### YOUR GOAL
Output exactly the lines below, starting with the line that has "[[1037, 257], [1035, 892], [1147, 818], [397, 145]]" and going on through the line that has "Target: eyeglasses", both included, and no other lines.

### AVAILABLE DATA
#####

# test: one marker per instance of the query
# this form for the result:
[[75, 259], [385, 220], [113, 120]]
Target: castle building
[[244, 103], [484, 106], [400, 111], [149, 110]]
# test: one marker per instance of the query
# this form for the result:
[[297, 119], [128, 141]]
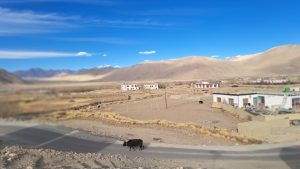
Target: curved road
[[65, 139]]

#####

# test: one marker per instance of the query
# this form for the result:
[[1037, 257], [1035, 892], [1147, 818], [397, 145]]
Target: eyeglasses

#####

### OUTPUT BELOW
[[1037, 257], [1035, 892], [1147, 818], [397, 145]]
Target: eyeglasses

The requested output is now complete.